Exercise prompt:
Render the data as a numbered list, leaving out any blank lines.

Records shown:

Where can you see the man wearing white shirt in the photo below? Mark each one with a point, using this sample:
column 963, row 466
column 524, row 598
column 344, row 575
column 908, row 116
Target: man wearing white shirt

Written answer:
1. Where can you see the man wearing white shirt in the photo below? Mark each one with a point, using this sample:
2. column 963, row 466
3. column 524, row 598
4. column 344, row 575
5. column 908, row 116
6. Target: man wearing white shirt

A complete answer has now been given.